[Point-per-instance localization data]
>>>>>
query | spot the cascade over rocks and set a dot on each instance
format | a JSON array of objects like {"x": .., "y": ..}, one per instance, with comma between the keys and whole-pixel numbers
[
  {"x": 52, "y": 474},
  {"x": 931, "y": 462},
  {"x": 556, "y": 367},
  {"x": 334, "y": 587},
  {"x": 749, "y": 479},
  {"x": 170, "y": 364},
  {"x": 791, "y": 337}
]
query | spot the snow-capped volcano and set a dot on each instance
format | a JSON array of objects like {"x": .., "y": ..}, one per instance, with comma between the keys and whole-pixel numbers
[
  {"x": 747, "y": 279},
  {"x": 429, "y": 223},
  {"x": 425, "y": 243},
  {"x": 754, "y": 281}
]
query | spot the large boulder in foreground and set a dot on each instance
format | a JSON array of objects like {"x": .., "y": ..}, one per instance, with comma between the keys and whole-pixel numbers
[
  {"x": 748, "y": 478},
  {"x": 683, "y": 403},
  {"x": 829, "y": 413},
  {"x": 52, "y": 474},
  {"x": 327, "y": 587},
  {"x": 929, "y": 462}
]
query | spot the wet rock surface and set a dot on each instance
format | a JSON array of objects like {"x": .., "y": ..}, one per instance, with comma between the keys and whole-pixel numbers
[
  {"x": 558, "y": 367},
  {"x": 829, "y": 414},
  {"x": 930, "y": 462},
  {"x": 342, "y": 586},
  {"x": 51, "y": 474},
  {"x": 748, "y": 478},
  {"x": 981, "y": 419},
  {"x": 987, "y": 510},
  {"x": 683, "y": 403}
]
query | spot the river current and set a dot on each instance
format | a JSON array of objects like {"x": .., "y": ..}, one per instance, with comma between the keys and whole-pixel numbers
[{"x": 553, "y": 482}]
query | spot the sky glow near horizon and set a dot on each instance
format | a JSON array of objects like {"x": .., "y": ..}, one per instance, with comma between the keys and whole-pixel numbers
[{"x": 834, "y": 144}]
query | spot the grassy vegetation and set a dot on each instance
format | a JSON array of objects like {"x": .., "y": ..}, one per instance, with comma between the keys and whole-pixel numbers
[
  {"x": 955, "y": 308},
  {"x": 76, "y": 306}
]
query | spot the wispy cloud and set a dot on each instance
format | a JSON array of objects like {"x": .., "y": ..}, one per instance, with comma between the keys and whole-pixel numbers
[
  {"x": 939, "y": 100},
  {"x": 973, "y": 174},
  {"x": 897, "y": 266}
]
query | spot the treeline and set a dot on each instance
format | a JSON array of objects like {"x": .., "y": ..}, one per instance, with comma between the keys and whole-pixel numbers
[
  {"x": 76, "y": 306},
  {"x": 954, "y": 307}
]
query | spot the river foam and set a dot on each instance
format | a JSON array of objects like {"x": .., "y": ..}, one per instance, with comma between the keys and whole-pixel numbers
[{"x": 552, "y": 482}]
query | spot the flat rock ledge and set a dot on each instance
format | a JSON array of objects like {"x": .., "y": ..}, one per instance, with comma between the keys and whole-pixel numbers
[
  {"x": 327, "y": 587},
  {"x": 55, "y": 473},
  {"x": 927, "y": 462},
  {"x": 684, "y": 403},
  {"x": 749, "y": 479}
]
<<<<<
= What to work on =
Output the records above in their entirety, exactly.

= Solution to this task =
query | spot the cascade over rocks and set a dot on each instance
format | a JSON array of objects like {"x": .., "y": ..}, one per instance, with comma between the keys and whole-pixel numbers
[
  {"x": 52, "y": 474},
  {"x": 931, "y": 462},
  {"x": 556, "y": 367},
  {"x": 334, "y": 587},
  {"x": 749, "y": 479},
  {"x": 170, "y": 364},
  {"x": 791, "y": 337}
]
query | spot the snow-capped volcano and set a dot on each instance
format | a JSON array of objects like {"x": .., "y": ..}, one per instance, with comma between the keys and whole-pixel numbers
[
  {"x": 747, "y": 279},
  {"x": 429, "y": 223},
  {"x": 425, "y": 243},
  {"x": 754, "y": 281}
]
query | spot the large boulder in foreground and set a dot on each instance
format | a JSON array of objects like {"x": .., "y": ..}, one per instance, with comma between the keys and whole-pixel numbers
[
  {"x": 748, "y": 478},
  {"x": 683, "y": 403},
  {"x": 829, "y": 413},
  {"x": 52, "y": 474},
  {"x": 327, "y": 587},
  {"x": 929, "y": 462}
]
query | spot the wet rock surface and set a dot on each instance
format | a JSON array of objects like {"x": .., "y": ..}, one per instance, with comma between the keys and whole-pixel numbers
[
  {"x": 558, "y": 367},
  {"x": 829, "y": 414},
  {"x": 930, "y": 462},
  {"x": 342, "y": 586},
  {"x": 51, "y": 474},
  {"x": 748, "y": 478},
  {"x": 981, "y": 419},
  {"x": 987, "y": 510},
  {"x": 683, "y": 403}
]
query | spot the river current and set a dot on each instance
format | a JSON array of objects like {"x": .., "y": ..}, one per instance, with comma between the keys and whole-pixel numbers
[{"x": 553, "y": 482}]
query | spot the sky glow near horizon and set a dot on each instance
format | a JSON array of objects like {"x": .., "y": ..}, one per instance, with comma between the keys and whole-pixel numbers
[{"x": 834, "y": 144}]
query | spot the grassy vegetation and set a dot on each instance
format | a JSON array of objects like {"x": .., "y": ..}, one per instance, with comma between the keys and whole-pixel numbers
[
  {"x": 955, "y": 308},
  {"x": 76, "y": 306}
]
query | spot the wispy cloud and set a dot on each instance
format | a JSON array of objects like {"x": .., "y": ..}, one per instance, with comma between the keys and whole-pixel numbers
[
  {"x": 939, "y": 100},
  {"x": 973, "y": 174},
  {"x": 897, "y": 266}
]
query | spot the treeline and set a dot on each instance
format | a JSON array of objects like {"x": .., "y": ..}, one per instance, with comma between the keys and whole-pixel numbers
[
  {"x": 76, "y": 306},
  {"x": 954, "y": 307}
]
query | spot the river foam and set a dot on each instance
format | a JSON array of objects like {"x": .., "y": ..}, one per instance, with comma between the keys and whole-pixel numbers
[{"x": 552, "y": 482}]
query | spot the flat rock ledge and set a dot on each instance
format | a JSON array of objects like {"x": .., "y": ..}, one per instance, with comma between the keys and whole-pixel numbers
[
  {"x": 327, "y": 587},
  {"x": 55, "y": 473},
  {"x": 927, "y": 462},
  {"x": 684, "y": 403},
  {"x": 749, "y": 479}
]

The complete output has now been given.